(EXERCISE REQUIREMENTS): Go through the listing and write out all of it exactly.

(ENTRIES PROVIDED):
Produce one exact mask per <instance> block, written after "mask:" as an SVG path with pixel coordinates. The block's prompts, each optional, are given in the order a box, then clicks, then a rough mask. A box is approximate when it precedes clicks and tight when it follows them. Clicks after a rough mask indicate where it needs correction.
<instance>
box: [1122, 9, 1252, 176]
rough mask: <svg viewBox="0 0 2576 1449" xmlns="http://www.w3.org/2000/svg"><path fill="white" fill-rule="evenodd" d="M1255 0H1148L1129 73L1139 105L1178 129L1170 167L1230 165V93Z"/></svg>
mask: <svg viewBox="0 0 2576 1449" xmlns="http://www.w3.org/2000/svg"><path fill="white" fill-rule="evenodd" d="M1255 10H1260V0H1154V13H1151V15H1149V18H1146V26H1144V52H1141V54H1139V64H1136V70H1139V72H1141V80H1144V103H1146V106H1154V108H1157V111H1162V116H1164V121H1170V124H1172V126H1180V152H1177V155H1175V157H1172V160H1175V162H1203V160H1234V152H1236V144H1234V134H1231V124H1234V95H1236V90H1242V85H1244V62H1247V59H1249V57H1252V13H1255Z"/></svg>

(WRITTEN REPLY):
Produce one exact mask per <instance> block, written after "mask:" as an SVG path with pixel coordinates. The block's prompts, each optional, are given in the order a box, then clicks, then a rough mask. A box is approximate when it precedes clicks and tight when it follows them. Clicks after a rough mask indicate where it needs correction.
<instance>
box: [1122, 9, 1252, 176]
rough mask: <svg viewBox="0 0 2576 1449" xmlns="http://www.w3.org/2000/svg"><path fill="white" fill-rule="evenodd" d="M1255 0H1148L1129 73L1139 105L1178 129L1170 167L1230 165V93Z"/></svg>
mask: <svg viewBox="0 0 2576 1449" xmlns="http://www.w3.org/2000/svg"><path fill="white" fill-rule="evenodd" d="M1255 10H1260V0H1154V13H1151V15H1149V18H1146V26H1144V52H1141V54H1139V64H1136V70H1139V72H1141V80H1144V103H1146V106H1154V108H1157V111H1162V116H1164V121H1170V124H1172V126H1180V152H1177V155H1175V157H1172V160H1175V162H1203V160H1234V152H1236V144H1234V134H1231V124H1234V95H1236V90H1242V85H1244V62H1247V59H1249V57H1252V13H1255Z"/></svg>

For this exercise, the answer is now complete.